>> START DATA ROWS

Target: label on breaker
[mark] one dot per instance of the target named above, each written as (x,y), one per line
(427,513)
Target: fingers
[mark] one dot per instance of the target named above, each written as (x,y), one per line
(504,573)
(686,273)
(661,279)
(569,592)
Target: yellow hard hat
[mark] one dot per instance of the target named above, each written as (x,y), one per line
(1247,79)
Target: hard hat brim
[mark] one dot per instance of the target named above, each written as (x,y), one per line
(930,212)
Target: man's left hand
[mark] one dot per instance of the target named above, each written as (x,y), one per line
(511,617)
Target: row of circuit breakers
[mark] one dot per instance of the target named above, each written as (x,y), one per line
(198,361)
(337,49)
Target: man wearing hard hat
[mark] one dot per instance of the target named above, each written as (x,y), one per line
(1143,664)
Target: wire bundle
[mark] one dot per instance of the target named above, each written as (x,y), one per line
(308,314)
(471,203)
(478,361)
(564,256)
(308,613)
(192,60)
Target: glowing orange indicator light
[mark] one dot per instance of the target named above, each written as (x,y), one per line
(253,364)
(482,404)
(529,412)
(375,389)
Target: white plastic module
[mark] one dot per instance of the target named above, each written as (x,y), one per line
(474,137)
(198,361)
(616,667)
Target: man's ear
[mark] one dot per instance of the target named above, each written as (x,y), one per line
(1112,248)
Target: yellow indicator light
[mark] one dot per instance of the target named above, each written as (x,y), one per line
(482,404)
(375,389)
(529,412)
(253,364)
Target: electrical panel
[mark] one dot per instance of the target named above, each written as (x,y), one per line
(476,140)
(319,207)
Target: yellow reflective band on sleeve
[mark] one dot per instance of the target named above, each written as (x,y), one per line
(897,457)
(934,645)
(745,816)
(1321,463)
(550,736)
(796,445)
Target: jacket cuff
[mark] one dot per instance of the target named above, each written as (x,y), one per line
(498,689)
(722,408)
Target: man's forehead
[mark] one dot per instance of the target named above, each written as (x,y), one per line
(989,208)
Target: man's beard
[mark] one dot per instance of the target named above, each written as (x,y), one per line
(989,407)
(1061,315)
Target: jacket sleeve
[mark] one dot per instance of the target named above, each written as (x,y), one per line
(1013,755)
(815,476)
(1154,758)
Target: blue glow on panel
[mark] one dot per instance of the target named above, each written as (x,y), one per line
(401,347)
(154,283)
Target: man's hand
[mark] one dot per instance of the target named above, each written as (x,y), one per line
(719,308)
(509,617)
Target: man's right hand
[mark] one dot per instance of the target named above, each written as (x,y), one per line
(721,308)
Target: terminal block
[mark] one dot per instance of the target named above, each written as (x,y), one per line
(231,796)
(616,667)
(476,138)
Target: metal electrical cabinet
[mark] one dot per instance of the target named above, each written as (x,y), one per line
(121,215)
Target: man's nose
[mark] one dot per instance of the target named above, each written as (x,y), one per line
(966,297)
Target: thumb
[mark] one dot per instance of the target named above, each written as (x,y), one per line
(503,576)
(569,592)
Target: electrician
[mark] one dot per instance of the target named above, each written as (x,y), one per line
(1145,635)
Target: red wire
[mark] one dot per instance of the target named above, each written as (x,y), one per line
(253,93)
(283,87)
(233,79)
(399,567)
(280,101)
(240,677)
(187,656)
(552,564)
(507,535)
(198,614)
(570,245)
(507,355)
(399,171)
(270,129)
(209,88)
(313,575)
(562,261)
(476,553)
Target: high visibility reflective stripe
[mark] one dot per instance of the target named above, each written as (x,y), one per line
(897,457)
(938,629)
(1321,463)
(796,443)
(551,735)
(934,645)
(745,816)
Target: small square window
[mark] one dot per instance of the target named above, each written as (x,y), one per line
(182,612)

>> END DATA ROWS

## SET PROBLEM
Each line above must be printed exactly as it appears.

## FINISHED ANSWER
Target: label on breaker
[mark] one dot per instance of the target named above, each written as (x,y), one per line
(427,513)
Target: fingers
[mark] one dot per instance of the target named above, each written as (x,y), one per line
(504,573)
(686,273)
(661,279)
(569,592)
Target: yellow hard hat
[mark] one dot per instance of the target named above, each written as (x,y), one per line
(1247,79)
Target: hard hat brim
[mark] one dot per instance of the target named above, each written as (x,y), one per line
(930,212)
Target: man's left hand
[mark] one dot per instance of the target named above, each written as (x,y), one per line
(511,617)
Target: row of circuit breakers
[mark] one dot per instance of the target named above, each written as (x,y), one per line
(198,361)
(337,49)
Target: man wearing hard hat
[mark] one dot per instance of the target named above, each written as (x,y), one per line
(1143,664)
Target: wire bundle
[mark] one dot per instance of the target named above, each written as (x,y), one per line
(308,314)
(471,203)
(478,361)
(564,256)
(308,613)
(192,60)
Target: glowing orange indicator light
[mark] one dot per instance of the target named above, each written as (x,y), one per line
(253,364)
(482,404)
(529,412)
(375,389)
Target: white plastic module
[mark] one dot per instance of the target named above, each written as (x,y), one per line
(474,137)
(198,361)
(616,667)
Target: man's ear
[mark] one dot per instance of the target named above, each written as (x,y), one per line
(1112,248)
Target: yellow indicator light
[mark] one dot per instance of the target named above, each written as (x,y), one per line
(482,404)
(375,389)
(529,412)
(253,364)
Target: electrical panel
[mark] one dot per instance of the target named above, each written as (x,y), one per line
(476,140)
(319,207)
Target: yellow reflective band on sleeve
[mark] one dot per instance of the target named above, each written as (x,y), one per line
(897,457)
(934,645)
(745,816)
(1321,463)
(550,736)
(796,445)
Target: jacket cuff
[mark] one dot per instance of the target named above, each written as (x,y), one per line
(498,689)
(722,408)
Target: man's forehead
[mark] one dot per instance of the target named above, each written as (x,y), one per line
(989,208)
Target: man's beard
[mark] one dot per instance of the target named above, each written as (x,y), one per line
(989,407)
(1061,315)
Target: jacket sleeve
[mark] one dot per instance of the target named above, each written as (x,y), one per line
(1013,755)
(815,476)
(1154,758)
Target: blue glow on panel
[mark] one dot per instance of the target named above, each written as (x,y), one per line
(401,347)
(154,283)
Target: man's hand
[mark] one dot per instance of the target named above, each written as (x,y), one per line
(719,308)
(509,617)
Target: man's right hand
[mark] one dot per instance of the target named above, each written as (x,y), one per line
(721,308)
Target: terminal block
[mark] one dot per instance of the target named above, each written as (x,y), one per line
(231,796)
(616,667)
(476,138)
Target: metal electrical cabinet
[mark] one dot per instance of the target named above, each written as (x,y), one per line
(121,215)
Target: man's nose
[mark] one dot per instance of the target named above, each written as (x,y), one per line
(966,297)
Target: thumb
[mark] one dot per instance of the target named above, each written as (x,y), one per line
(503,576)
(569,592)
Target: electrician
[mark] one dot per instance of the target named above, each written as (x,y), one per line
(1145,635)
Target: red wire
[mark] one dot per instance of the target named above, each written as (x,y), one per line
(253,93)
(283,87)
(233,79)
(399,567)
(280,101)
(240,677)
(187,656)
(552,564)
(507,535)
(198,614)
(570,245)
(507,355)
(399,171)
(270,129)
(209,88)
(313,575)
(562,261)
(476,553)
Target: high visibility reflective stripe
[mark] one dot per instance of the target named above, each written as (x,y), one per line
(897,457)
(938,629)
(1321,463)
(796,443)
(551,735)
(934,645)
(745,816)
Target: small square window
[mark] one dot per instance of the target named above, each written as (x,y), one per line
(182,612)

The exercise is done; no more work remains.